Their skilful hunting depends on the movement of the tide, changes in weather, needs of their families and demands of the local societies in which they live. During a single low tide, an experienced octopus hunter can spear more than ten of these amid the maze of rocks, corals and seaweed that lie just beyond the beach.
WAITING FOR TODAY’S CATCH
Young girls in colourful dresses walk out to sea at low tide with an array of containers. They will collect seashells, seaweed, scallops, soles, and other marine critters which they can catch with their own hands while waiting for the fishermen to turn back from today’s catch. The seashore and sea are truly their oyster.
AWAITING THE TIDE
A cheerful painting featuring a classic fishing boat known as the “kazinaswla”. Stark colours of the sky and sea are a contrast against the dark wood and texture of the boat. Dhows and traditional fishing boats like the “kazinaswla” are still built in the same way they have been for hundreds of years, using no mechanical or electrical tools. During season time, they either ferry tourists or engage in fishing. The daily life of people is closely connected to the tidal cycle of the Indian Ocean. But the sand, on the other hand, is the axis of all island life here. The dhows and boats rest on the sand before heading to sea and men bring ashore their daily catch.
SIBLINGS AT THE ENTRANCE And MOTHERING
Zanzibar is not only about seeing a few sites or doing a few things. It is discovering its people and feeling what it really means to live in this tropical paradise.
We stay in the Stone Town so as to experience life as the Zanzibaris and to maximise on the connection with this island.
These are typical Swahili family homes. The Swahili mainly reside on the East Coast of Africa. Several generations still live under the same roof. This strict family focus is an integral part of Swahili culture.
Extensive weathering of the limestone can be seen on the outer walls of these homes due to the humid climate.
Faded colonial buildings rub shoulders with the vibrancy of Arabic and Indian influences architectural influences.

◆ Data provided:

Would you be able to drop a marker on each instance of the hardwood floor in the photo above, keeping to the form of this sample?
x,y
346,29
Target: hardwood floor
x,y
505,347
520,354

◆ Exercise: Please pick up the passage on Zanzibar's shore and Stone Town after its final sentence and carry it forward.

◆ Answer space:
MORE ABOUT AVNI SHAH
Avni is a leading, multi-disciplinary Kenyan artist whose works depicting East Africa will surprise and also delight you with details and a happy colour palette which are the hallmarks in her work. She brings both realism as well impressionism to the scene.
She embarked on her art career after her “O” levels. She attained a Teachers Training Diploma in Art Education from the famous Sir J.J. School of Art, Mumbai. She has done many solo and group exhibitions and two in Germany. Her first mentor Keith Harrington inspired her to capture in her paintings what was old before it gave way to the new resulting in exhibitions titled “Mombasa Old Town”, “Opening Doors To Lamu”, “Scenes Of Kenya”. Some of her latest exhibitions include “Shifting Panoramas”, held at the Village Market in September 2019 and “Across East Africa”, held at the UNON in March 2020. She also took part in FOTA at the ISK in November 2019.
She has worked with world renowned architectural mosaic artist Jim Anderson on broken tile mosaics which are displayed at the local hospitals and one in Addenbrookes Hospital in Cambridge, UK.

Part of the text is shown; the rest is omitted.